## START DOCUMENT TEXT

Greece Gets Pounded Before Further Bailout?
By Staff News & Analysis - May 20, 2011

European Central Bank threatens to pull the plug on Greek lending … The European Central Bank has threatened to stop lending to banks using Greek government bonds as collateral if Athens changes the terms of the debt, a move which could bring down the country's banking system. The central bank is vehemently opposed to a restructuring of Greek debt, worried about a possible chain reaction through Europe's financial system and the losses it would face on the up to US$80bn of bonds on its own books. – UK Telegraph

Dominant Social Theme: The Greeks need to tighten their belts or things will get even worse. The disciplined and morally upright mavens at the European Central Bank and the International Monetary Fund are making that clear to all lazy and feckless Latins.

Free-Market Analysis: It was a bad end-of-the-week to be Greek. Both the IMF and the ECB metaphorically jumped up and down on Greece, stomping that tiny nation into rubble with rhetorical severity. (See excerpt above.) The idea perhaps is to sound tough before offering additional relief.

It is hard in fact to avoid the idea that some sort of game is being played, though bond markets don't seem in the mood for such diversions. The constant cries of "crisis" as regards the Southern EU PIGS, combined with tough rhetoric that is later contradicted by EU actions that are considerably more generous, can give rise to the idea that much of what passes for alarmism is actually for show. Seen from this perspective, the severity of the warnings may only have been meant to provide a cover for yet another deal.

Here's a thought: Was it a coincidence that both the IMF and the ECB threatened Greece at approximately the same time? And this just before further "crisis" talks commenced. We would tend to believe that the soft restructuring has already been worked out (though the markets may not like it, or even tolerate it).

## END DOCUMENT TEXT

# SHORT PROBLEM A:
In the records, take the stretch from the line containing "# locate hand" through the end of the records and write it out again with "index finger" swapped for "pointer finger", keeping everything else the same. Omit the pictures.

## START MATERIAL FOR THE TASK

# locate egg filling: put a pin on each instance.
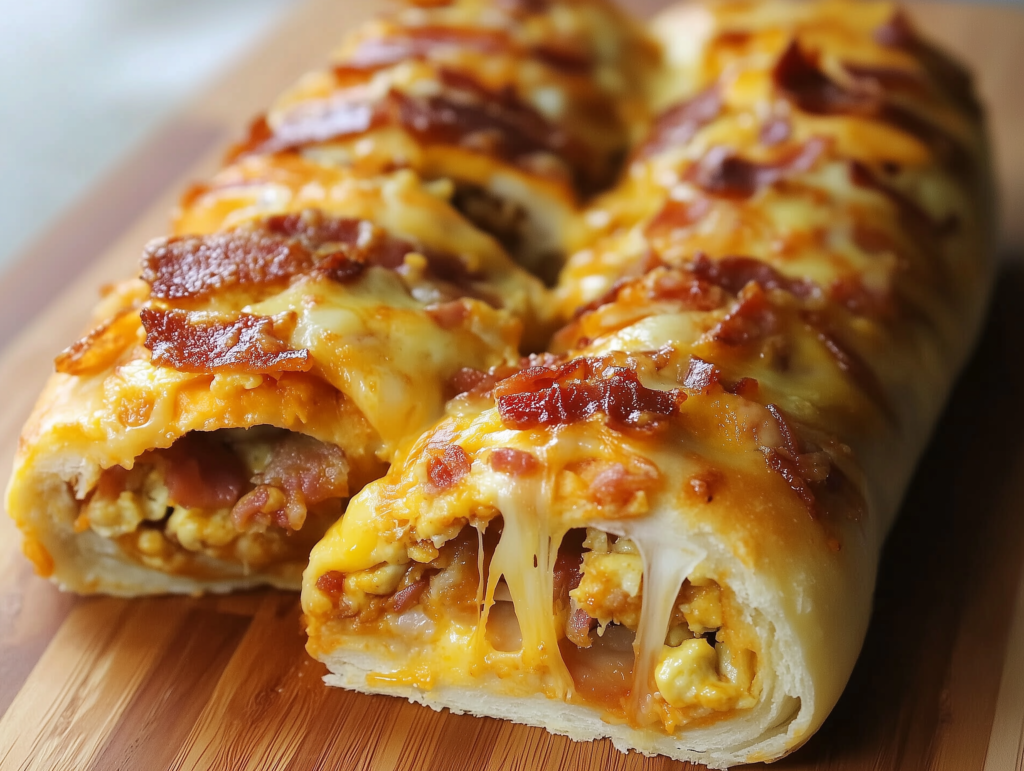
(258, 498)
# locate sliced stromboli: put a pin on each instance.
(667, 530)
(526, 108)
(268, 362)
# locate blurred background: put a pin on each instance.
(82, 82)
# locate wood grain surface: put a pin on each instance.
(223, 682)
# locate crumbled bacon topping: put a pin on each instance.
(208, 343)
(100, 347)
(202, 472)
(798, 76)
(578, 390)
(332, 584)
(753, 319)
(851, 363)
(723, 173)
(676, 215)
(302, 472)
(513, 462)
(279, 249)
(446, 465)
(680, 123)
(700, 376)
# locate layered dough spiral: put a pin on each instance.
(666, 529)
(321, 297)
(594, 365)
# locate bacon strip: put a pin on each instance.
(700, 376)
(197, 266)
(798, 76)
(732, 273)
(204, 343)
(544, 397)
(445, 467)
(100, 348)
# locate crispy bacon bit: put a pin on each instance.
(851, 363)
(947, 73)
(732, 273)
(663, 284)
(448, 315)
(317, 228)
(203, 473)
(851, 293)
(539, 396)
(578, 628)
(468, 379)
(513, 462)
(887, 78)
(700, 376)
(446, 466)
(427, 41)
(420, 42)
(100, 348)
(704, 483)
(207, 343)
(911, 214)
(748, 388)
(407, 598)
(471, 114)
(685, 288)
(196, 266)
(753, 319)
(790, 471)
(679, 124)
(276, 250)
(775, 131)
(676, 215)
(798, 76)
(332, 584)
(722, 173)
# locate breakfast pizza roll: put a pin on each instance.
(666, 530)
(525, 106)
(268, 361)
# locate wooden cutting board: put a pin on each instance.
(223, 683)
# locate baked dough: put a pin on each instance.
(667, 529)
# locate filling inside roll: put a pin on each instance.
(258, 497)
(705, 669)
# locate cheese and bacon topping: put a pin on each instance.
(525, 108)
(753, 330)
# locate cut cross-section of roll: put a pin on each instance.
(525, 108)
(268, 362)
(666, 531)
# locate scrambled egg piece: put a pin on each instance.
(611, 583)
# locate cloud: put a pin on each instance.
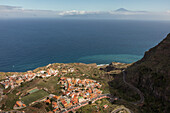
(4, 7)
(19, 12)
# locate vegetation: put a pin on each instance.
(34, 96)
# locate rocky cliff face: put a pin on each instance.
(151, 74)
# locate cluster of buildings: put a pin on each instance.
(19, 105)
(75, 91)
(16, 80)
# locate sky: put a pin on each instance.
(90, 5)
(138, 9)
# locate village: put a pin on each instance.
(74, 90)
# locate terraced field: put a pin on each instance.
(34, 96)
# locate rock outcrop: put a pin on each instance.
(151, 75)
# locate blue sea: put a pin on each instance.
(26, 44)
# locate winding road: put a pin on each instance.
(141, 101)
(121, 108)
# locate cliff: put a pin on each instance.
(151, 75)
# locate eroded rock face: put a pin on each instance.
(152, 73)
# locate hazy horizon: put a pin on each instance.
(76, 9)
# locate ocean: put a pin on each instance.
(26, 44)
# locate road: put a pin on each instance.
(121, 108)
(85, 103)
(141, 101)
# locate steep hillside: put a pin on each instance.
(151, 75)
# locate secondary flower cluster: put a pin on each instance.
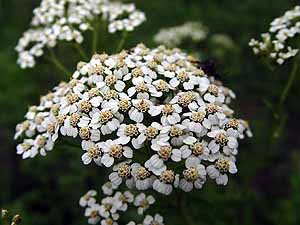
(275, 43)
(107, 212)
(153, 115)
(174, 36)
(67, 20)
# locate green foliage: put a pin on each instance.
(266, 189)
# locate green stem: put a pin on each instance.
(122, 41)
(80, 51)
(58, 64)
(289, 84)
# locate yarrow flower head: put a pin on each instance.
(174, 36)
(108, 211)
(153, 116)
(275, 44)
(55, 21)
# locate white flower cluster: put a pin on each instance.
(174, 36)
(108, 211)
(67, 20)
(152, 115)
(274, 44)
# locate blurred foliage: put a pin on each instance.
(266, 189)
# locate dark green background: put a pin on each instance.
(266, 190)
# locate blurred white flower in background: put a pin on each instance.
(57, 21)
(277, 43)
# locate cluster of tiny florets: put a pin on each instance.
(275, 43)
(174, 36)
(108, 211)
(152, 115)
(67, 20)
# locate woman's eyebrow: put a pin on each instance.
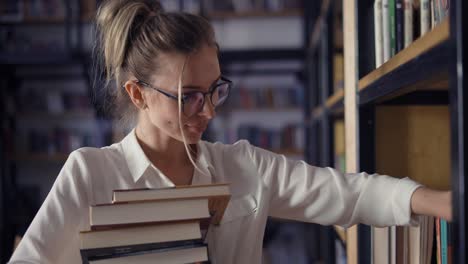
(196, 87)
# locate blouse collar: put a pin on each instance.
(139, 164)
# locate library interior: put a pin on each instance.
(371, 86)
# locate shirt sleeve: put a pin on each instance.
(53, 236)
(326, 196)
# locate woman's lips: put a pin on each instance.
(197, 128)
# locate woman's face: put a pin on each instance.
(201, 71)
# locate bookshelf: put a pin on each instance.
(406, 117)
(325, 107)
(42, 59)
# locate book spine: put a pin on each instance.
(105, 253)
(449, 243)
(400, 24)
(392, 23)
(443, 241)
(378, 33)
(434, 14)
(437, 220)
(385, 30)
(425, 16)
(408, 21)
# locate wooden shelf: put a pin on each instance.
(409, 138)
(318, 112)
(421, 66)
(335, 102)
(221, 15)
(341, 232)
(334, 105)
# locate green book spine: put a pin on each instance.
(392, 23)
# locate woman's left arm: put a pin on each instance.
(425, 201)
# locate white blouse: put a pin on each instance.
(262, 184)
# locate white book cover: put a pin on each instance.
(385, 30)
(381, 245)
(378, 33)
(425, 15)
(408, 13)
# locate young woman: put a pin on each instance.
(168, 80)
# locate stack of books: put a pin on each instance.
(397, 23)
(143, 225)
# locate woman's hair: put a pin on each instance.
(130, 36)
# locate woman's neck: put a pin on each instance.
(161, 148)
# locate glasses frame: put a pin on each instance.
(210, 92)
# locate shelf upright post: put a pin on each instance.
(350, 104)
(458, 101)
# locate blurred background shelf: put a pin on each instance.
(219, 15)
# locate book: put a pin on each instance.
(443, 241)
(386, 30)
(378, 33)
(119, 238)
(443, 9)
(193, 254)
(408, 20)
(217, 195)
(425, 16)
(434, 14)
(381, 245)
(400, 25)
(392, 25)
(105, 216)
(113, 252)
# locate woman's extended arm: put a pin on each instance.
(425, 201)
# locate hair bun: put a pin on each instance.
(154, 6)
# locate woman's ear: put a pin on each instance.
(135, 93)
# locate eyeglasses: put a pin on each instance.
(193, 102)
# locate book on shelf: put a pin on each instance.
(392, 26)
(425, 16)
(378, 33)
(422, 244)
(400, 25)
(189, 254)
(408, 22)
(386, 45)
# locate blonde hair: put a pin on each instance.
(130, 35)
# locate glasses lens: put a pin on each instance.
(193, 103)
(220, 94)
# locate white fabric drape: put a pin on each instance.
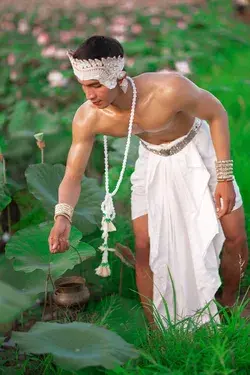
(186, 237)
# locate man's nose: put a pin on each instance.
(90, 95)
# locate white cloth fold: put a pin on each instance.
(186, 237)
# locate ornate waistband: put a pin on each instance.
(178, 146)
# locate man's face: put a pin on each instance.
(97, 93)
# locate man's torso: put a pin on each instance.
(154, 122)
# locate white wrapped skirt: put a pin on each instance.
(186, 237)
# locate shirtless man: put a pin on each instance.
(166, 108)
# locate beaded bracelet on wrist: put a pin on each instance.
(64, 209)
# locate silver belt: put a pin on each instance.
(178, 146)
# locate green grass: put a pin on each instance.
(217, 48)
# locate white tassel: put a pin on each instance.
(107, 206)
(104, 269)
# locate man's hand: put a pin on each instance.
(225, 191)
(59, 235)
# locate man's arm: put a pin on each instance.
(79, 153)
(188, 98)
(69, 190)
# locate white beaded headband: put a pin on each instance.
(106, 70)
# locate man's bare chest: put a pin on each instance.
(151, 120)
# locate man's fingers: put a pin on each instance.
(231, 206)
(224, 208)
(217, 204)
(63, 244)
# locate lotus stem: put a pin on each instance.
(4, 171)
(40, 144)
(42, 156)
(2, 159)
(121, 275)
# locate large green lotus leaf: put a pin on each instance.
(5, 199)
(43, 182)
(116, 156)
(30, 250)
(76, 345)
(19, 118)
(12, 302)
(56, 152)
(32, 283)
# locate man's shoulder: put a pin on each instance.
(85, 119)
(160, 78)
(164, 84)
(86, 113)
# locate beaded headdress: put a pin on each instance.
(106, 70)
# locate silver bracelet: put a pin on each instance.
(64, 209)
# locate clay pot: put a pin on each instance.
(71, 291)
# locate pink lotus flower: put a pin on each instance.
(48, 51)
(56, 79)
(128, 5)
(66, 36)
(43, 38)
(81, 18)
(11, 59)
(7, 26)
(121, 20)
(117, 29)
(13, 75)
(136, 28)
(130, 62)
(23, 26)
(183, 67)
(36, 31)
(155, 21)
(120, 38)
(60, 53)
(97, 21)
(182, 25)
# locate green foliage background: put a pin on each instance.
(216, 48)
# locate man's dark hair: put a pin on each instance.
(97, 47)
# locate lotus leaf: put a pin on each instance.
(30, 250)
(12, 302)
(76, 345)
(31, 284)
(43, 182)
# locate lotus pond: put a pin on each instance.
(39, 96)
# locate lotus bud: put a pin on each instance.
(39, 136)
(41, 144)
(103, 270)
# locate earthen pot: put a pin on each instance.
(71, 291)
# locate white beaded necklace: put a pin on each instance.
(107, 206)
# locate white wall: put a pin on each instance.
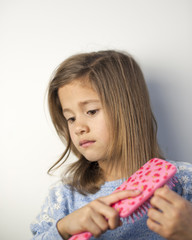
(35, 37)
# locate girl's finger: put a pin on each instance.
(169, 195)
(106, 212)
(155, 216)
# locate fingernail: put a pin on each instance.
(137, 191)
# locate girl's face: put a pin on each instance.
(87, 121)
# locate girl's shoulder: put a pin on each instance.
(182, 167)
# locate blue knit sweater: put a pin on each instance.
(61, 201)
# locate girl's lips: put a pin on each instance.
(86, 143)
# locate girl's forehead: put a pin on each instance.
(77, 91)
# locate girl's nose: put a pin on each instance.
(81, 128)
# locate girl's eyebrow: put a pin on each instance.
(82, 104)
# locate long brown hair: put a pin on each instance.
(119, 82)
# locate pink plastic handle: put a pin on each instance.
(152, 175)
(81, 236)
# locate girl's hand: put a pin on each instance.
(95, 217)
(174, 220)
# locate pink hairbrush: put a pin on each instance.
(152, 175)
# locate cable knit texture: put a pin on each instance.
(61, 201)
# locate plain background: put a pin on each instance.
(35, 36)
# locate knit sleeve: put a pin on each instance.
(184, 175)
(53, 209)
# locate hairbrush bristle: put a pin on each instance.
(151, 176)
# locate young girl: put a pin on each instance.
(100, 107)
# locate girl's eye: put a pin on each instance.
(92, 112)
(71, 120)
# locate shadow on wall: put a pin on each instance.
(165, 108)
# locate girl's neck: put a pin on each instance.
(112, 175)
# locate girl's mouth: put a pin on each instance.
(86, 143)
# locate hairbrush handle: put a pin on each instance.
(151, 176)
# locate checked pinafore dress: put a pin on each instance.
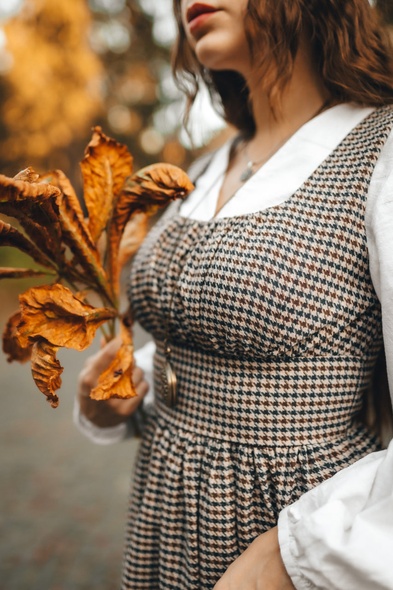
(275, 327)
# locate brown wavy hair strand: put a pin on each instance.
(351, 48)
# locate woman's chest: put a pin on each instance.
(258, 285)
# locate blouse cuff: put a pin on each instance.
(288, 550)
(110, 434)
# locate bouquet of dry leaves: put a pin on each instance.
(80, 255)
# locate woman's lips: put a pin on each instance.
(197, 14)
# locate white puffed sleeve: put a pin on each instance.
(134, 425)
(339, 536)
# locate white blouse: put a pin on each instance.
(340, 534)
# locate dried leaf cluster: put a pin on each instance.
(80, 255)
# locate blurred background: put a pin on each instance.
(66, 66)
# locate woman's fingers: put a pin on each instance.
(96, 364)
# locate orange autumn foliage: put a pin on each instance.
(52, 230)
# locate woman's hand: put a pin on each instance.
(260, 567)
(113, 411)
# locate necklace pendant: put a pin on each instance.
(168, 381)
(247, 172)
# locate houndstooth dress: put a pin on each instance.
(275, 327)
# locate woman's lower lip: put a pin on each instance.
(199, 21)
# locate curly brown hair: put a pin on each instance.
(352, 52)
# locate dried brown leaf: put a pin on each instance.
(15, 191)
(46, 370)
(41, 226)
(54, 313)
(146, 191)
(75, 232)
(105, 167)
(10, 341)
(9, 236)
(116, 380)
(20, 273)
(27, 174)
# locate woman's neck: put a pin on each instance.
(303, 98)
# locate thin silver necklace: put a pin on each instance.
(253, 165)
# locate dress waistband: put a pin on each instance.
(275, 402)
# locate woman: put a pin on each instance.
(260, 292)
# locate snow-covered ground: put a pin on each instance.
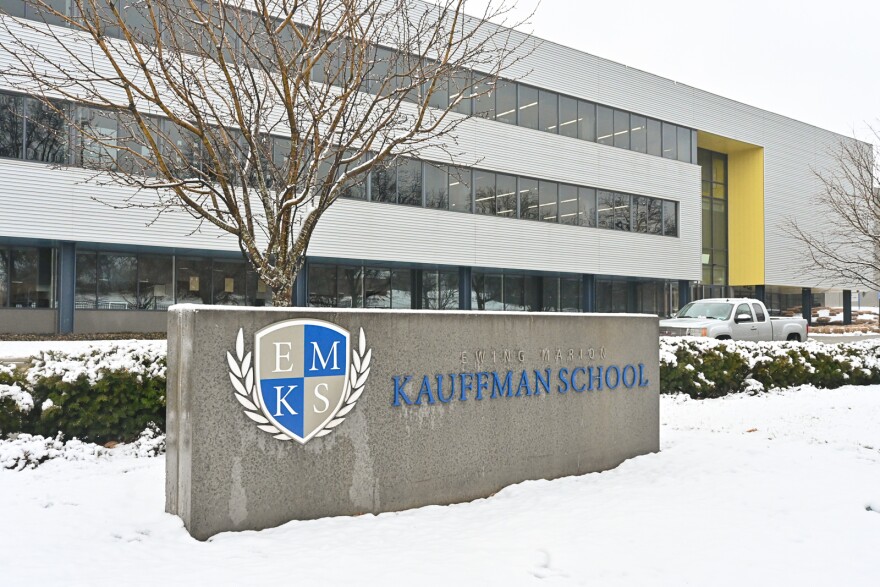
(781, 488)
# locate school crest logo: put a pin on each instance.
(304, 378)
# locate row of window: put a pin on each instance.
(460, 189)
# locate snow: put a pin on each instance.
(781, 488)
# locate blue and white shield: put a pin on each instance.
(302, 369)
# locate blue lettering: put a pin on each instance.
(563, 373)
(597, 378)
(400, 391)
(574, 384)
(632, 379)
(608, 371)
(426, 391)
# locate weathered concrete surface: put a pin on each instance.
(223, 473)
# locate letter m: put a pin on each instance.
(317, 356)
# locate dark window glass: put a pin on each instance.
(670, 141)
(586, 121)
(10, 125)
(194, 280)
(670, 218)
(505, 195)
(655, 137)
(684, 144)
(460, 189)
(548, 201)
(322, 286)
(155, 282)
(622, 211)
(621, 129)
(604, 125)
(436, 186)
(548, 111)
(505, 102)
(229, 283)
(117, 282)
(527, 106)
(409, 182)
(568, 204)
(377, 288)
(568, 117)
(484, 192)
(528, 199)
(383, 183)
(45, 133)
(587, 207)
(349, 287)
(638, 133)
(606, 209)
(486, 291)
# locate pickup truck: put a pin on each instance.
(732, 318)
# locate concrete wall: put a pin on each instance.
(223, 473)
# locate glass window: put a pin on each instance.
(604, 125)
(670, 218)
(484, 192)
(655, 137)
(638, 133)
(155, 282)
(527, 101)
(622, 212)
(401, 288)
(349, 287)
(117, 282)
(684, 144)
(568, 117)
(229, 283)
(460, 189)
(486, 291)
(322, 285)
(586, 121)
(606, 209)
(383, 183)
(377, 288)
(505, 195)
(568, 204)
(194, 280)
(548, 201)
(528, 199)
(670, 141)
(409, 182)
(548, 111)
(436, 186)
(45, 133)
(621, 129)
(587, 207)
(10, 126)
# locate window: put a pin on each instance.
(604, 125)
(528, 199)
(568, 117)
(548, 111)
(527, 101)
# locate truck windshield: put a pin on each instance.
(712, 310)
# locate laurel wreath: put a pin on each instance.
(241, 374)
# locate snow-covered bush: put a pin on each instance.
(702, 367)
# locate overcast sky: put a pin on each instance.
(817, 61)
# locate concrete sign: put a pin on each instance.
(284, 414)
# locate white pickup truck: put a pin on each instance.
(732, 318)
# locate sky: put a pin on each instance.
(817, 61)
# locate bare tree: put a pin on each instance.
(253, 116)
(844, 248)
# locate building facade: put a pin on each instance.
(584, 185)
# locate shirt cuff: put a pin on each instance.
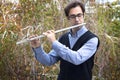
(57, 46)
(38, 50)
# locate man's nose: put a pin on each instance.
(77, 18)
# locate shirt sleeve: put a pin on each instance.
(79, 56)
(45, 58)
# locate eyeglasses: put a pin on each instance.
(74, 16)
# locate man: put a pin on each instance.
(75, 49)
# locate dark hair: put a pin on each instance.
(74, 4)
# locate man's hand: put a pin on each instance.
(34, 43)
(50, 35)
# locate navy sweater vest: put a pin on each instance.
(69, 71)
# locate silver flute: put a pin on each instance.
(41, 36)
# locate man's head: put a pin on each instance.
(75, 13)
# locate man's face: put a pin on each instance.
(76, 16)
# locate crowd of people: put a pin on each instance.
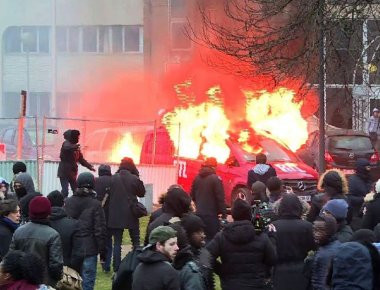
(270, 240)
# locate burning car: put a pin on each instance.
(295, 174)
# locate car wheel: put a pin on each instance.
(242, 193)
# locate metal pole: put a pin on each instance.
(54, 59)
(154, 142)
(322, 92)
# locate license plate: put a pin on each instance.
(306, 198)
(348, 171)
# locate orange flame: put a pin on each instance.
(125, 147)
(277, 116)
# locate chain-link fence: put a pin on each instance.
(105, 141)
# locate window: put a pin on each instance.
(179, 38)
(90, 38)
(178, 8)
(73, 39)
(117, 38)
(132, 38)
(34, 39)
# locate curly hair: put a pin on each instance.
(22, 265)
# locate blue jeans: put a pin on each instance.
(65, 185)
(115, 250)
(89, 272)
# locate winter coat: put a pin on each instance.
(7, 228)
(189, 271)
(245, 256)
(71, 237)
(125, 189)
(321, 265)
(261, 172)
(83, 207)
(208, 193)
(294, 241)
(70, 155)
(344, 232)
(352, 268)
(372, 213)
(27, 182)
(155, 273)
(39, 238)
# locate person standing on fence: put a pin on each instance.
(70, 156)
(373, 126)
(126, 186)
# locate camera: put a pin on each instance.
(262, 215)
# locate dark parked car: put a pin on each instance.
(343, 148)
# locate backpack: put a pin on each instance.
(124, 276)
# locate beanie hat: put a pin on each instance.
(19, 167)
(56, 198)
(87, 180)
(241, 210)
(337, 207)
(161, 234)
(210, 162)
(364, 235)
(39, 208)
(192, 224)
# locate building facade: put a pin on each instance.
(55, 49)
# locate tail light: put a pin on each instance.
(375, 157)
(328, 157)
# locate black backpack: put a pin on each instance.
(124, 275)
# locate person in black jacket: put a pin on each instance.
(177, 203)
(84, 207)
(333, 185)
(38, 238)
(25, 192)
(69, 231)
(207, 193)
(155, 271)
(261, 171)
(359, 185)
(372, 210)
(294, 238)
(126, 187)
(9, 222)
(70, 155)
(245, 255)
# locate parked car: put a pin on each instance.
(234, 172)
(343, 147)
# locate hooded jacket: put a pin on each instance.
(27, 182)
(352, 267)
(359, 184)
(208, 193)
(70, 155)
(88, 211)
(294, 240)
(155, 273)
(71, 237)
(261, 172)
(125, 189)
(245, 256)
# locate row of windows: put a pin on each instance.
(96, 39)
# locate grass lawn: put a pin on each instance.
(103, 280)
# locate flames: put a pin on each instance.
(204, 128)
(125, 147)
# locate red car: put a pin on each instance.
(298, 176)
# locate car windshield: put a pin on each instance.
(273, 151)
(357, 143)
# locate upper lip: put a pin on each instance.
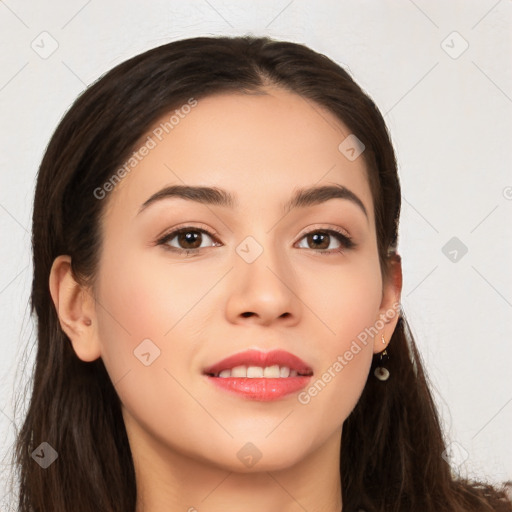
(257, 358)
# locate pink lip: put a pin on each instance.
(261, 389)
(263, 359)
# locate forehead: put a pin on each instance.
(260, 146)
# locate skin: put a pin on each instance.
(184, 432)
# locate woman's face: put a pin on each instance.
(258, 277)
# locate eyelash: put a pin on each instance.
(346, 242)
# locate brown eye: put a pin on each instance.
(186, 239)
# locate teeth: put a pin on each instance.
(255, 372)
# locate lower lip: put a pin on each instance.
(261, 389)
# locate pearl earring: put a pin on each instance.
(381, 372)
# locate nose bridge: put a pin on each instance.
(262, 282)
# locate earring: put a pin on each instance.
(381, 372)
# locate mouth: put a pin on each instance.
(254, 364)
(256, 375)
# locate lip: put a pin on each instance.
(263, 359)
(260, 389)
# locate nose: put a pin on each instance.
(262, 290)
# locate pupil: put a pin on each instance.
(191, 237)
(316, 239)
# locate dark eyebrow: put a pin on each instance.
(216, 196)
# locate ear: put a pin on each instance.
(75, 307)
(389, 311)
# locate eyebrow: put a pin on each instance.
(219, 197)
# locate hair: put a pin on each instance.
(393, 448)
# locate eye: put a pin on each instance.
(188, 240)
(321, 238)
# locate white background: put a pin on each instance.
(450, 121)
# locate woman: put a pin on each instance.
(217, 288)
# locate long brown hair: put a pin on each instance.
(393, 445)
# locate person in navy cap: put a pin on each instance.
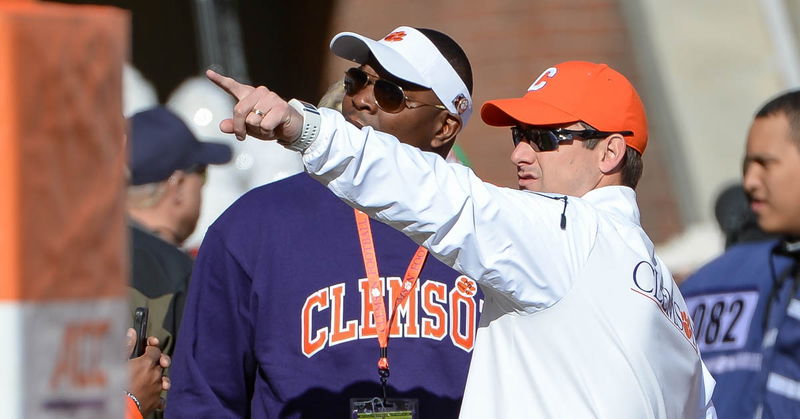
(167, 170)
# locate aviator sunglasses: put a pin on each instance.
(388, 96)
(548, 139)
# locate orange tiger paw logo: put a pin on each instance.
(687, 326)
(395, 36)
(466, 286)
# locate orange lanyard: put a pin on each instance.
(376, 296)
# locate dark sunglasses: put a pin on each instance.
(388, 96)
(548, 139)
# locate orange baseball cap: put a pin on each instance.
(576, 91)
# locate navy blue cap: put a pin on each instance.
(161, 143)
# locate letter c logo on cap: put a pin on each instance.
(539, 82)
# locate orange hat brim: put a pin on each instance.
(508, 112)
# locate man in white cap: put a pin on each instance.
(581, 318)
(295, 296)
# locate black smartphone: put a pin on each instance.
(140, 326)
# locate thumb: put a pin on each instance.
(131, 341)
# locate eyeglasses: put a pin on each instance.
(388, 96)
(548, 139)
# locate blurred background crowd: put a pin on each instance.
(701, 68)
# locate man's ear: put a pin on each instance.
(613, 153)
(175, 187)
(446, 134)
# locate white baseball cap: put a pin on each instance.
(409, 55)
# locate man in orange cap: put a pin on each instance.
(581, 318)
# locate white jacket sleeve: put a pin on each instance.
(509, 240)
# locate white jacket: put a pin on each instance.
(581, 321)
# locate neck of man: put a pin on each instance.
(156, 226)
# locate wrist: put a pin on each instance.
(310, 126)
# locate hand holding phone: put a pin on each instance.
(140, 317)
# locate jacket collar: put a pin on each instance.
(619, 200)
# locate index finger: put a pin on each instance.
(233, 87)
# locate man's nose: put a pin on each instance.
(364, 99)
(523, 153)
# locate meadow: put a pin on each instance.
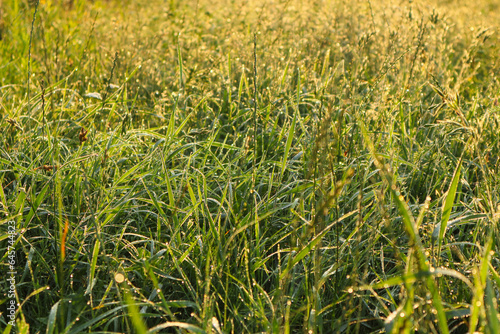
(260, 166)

## END MATERIAL FOR THE TASK

# SHORT PROBLEM B:
According to the news analysis on Greece, how much in bonds could the European Central Bank face losses on from its own books?

# TASK RESPONSE A:
# locate hand holding phone: put a pin on each instance.
(140, 317)
# locate jacket collar: put a pin on each instance.
(619, 200)
# locate pointer finger: put a pin on each instance.
(233, 87)
# locate man's nose: put a pin on each instance.
(364, 99)
(523, 153)
# locate meadow: put a pin on each instance.
(260, 166)

# TASK RESPONSE B:
Up to US$80bn